● DESCRIPTION OF THE TASK
Reproduce every line of the material below, requests included. Add -121 to each coordinate value in the answers, and leave the requests and their sample coordinates unchanged.

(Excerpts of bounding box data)
** begin **

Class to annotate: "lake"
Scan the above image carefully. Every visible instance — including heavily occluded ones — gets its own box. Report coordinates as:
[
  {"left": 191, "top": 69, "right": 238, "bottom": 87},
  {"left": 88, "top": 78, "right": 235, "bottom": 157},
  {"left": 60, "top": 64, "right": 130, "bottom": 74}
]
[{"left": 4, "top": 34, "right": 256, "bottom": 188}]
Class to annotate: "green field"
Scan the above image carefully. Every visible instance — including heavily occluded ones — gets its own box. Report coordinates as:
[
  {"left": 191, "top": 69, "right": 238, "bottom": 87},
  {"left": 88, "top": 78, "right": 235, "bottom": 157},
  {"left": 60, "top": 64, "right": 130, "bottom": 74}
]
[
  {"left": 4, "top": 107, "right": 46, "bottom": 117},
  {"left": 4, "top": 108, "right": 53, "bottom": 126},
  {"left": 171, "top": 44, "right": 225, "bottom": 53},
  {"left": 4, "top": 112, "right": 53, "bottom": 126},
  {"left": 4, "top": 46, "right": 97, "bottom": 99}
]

** end **

● SOLUTION
Class to annotate: "lake"
Scan the above image carefully. Every visible instance — including heavily occluded ones — gets its own box. Report coordinates as:
[
  {"left": 191, "top": 69, "right": 238, "bottom": 87},
  {"left": 88, "top": 78, "right": 235, "bottom": 157},
  {"left": 60, "top": 64, "right": 130, "bottom": 74}
]
[{"left": -117, "top": -87, "right": 135, "bottom": 67}]
Class to annotate: "green field"
Scan the above image carefully. Every visible instance — including heavily occluded ones — gets its own box. Report coordinates as:
[
  {"left": 191, "top": 69, "right": 238, "bottom": 87},
  {"left": 88, "top": 78, "right": 235, "bottom": 157},
  {"left": 60, "top": 64, "right": 130, "bottom": 74}
]
[
  {"left": -117, "top": -14, "right": -75, "bottom": -4},
  {"left": -117, "top": -13, "right": -68, "bottom": 5},
  {"left": 50, "top": -77, "right": 104, "bottom": -68},
  {"left": -117, "top": -9, "right": -68, "bottom": 5},
  {"left": -117, "top": -75, "right": -24, "bottom": -22}
]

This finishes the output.